== GOAL ==
Set down exactly the lines from the one containing "In this exercise you will mark the woman's leg" through the end of the records below, both included, and nothing else.

== DATA PROVIDED ==
(begin)

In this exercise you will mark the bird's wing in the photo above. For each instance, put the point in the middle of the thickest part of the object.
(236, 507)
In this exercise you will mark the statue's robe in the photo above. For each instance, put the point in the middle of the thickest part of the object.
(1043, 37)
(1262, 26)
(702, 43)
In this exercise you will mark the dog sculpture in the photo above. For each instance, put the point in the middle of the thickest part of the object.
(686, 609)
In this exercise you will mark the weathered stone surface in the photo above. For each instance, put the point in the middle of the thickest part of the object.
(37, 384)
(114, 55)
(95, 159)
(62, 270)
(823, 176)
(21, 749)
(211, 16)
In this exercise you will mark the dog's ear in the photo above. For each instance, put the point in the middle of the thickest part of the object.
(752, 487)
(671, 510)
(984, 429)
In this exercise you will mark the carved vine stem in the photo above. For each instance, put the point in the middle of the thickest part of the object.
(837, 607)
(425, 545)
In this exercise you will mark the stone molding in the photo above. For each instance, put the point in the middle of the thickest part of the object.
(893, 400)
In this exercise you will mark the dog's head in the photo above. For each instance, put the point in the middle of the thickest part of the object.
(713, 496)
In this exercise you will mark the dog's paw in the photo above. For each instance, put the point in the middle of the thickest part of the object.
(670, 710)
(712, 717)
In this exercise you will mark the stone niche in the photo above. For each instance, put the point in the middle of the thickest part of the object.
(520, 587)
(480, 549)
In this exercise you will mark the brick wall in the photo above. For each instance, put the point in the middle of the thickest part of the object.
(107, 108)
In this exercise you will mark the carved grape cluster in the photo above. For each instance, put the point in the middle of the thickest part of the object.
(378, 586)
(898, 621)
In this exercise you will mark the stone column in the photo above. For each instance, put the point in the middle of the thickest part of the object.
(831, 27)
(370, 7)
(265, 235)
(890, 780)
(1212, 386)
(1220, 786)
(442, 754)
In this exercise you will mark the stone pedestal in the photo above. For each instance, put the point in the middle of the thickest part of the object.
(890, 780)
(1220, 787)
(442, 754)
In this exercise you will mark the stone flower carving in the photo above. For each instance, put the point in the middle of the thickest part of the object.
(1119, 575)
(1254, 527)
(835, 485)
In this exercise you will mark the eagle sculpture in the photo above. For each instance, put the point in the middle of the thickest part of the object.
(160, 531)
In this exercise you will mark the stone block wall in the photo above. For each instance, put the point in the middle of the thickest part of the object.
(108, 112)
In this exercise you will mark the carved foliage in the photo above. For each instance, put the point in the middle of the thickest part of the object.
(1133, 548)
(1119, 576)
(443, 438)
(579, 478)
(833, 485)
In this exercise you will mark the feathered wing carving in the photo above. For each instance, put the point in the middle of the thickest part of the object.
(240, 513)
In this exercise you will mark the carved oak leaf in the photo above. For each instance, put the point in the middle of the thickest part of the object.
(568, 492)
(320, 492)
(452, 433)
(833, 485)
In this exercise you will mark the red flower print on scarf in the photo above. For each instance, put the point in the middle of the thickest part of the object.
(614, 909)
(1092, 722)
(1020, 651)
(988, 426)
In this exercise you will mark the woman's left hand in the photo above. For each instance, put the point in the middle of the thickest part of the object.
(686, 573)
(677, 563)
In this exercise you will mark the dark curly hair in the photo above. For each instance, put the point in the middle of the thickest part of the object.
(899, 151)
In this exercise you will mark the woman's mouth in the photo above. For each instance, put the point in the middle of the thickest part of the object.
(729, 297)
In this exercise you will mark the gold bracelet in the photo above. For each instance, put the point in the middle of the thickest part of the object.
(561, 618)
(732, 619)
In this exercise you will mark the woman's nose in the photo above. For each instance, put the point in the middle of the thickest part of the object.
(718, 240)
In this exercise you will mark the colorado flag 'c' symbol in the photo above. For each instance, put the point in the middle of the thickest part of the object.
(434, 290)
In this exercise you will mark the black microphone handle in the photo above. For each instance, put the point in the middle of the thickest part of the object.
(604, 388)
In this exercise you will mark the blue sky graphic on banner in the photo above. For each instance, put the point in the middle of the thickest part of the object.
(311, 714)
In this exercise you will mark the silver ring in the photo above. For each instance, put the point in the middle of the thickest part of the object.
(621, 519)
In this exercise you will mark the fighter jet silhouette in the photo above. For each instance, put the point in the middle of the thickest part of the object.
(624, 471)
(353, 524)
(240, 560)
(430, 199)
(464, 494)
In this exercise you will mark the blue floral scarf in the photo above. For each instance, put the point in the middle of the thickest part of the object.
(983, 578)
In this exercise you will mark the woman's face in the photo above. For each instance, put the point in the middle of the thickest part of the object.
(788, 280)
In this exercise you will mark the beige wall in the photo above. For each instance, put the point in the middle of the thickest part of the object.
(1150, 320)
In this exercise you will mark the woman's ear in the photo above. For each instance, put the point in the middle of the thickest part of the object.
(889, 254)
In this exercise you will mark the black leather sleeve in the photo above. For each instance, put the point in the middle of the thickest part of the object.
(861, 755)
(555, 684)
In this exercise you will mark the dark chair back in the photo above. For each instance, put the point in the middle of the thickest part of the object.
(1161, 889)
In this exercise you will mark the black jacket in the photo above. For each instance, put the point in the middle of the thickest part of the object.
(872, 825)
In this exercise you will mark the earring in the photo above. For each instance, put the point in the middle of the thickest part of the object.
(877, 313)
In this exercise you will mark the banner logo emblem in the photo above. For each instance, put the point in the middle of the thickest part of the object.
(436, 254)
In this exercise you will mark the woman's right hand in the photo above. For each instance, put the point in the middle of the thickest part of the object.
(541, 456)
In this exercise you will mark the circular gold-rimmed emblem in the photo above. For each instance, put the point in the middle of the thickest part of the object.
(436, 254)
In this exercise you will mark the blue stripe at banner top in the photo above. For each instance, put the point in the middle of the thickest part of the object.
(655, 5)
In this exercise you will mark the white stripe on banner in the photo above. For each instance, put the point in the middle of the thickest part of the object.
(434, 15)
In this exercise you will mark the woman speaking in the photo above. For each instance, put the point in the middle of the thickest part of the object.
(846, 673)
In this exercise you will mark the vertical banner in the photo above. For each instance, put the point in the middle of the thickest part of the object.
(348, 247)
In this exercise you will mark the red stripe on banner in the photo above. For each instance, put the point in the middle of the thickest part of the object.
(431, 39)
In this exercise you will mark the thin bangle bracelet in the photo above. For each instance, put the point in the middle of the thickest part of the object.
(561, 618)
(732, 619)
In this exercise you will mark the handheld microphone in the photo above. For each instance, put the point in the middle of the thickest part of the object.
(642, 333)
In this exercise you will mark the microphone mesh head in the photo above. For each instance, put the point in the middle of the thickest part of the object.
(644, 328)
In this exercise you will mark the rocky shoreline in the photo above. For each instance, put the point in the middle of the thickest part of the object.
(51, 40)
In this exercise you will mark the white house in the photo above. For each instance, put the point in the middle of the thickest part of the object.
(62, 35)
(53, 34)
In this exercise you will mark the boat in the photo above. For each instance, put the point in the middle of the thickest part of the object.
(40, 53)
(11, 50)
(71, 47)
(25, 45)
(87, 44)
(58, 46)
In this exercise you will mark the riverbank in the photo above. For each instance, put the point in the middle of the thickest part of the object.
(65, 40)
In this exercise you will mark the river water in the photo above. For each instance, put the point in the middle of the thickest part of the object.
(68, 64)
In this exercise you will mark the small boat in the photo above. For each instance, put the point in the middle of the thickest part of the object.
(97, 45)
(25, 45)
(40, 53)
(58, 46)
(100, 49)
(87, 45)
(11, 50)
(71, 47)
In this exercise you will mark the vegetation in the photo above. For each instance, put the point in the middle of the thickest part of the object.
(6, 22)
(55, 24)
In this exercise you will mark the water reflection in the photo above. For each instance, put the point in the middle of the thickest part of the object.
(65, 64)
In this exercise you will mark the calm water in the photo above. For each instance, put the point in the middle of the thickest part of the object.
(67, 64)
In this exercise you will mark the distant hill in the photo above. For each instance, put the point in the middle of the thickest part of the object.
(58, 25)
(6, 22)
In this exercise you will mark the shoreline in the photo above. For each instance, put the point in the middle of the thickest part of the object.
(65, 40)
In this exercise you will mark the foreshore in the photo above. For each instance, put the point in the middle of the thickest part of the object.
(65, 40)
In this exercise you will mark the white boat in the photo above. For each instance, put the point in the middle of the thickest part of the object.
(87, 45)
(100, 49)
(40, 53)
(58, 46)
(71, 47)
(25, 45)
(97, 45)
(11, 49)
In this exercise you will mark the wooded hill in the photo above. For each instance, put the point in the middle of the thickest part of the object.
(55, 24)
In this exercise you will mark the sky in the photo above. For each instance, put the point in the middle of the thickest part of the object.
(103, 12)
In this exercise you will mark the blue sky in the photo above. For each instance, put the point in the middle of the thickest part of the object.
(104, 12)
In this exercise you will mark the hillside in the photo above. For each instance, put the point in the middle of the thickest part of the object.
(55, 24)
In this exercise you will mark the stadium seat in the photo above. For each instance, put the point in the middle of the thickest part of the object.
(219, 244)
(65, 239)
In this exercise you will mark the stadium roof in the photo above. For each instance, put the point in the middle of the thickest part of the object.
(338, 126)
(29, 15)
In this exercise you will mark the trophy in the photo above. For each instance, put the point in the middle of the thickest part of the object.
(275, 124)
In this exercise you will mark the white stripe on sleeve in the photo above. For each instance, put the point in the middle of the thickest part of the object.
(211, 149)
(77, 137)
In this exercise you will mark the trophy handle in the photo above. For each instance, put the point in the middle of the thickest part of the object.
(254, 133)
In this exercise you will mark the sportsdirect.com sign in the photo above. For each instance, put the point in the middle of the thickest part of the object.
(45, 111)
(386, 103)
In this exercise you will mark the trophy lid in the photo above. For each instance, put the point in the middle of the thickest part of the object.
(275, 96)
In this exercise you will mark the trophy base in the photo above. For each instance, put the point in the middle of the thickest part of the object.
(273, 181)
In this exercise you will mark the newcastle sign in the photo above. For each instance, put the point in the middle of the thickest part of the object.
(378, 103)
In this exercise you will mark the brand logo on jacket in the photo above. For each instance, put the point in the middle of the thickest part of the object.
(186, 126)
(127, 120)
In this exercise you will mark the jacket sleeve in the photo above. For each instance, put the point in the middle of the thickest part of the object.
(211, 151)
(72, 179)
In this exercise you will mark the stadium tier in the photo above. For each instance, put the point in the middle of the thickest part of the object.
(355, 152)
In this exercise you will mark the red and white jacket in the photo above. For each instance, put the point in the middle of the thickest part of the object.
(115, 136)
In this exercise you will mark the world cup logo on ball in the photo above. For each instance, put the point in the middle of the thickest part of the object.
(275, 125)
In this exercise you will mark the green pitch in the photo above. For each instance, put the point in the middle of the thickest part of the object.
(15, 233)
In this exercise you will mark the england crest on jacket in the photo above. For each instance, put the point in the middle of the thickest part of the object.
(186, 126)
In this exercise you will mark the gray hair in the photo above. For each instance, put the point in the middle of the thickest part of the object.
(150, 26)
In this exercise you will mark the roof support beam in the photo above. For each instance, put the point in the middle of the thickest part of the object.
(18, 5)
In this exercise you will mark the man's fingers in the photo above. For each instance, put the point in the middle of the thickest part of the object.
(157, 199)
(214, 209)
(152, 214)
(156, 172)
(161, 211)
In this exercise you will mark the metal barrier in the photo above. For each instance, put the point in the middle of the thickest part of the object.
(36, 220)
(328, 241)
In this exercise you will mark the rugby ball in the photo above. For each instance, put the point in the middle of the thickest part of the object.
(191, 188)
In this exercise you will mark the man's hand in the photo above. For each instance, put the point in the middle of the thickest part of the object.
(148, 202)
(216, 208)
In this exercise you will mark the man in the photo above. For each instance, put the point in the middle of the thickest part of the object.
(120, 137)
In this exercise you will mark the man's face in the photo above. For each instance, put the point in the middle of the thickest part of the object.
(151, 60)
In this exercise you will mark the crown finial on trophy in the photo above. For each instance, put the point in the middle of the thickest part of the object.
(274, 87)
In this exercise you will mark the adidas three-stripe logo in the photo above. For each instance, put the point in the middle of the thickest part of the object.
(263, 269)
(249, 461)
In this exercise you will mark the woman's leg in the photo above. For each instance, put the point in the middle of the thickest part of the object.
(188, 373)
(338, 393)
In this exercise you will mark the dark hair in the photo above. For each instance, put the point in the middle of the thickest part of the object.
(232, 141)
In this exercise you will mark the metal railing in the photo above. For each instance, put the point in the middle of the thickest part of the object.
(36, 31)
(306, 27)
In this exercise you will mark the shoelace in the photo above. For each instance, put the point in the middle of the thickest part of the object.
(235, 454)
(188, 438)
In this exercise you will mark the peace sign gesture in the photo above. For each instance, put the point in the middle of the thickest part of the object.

(end)

== COMPLETE ANSWER ==
In this exercise you will mark the woman's leg in the photo above. For each instance, put the point in the middle of the thickest part of the object.
(188, 373)
(338, 393)
In this exercise you will mark the dark hair in the photo above. For each instance, put the point in the middle of the thickest part of the object.
(232, 141)
In this exercise you will mark the metal railing in the photo above. For each instance, put the point in the middle of the thickest part of the object.
(36, 31)
(306, 27)
In this exercise you will mark the shoelace in the photo above. For each instance, put the point in the middle of the thickest part of the object.
(235, 454)
(188, 438)
In this exercise you will mark the peace sign gesture in the photo above. For each instance, put the point in the middle of the thickest part of the object.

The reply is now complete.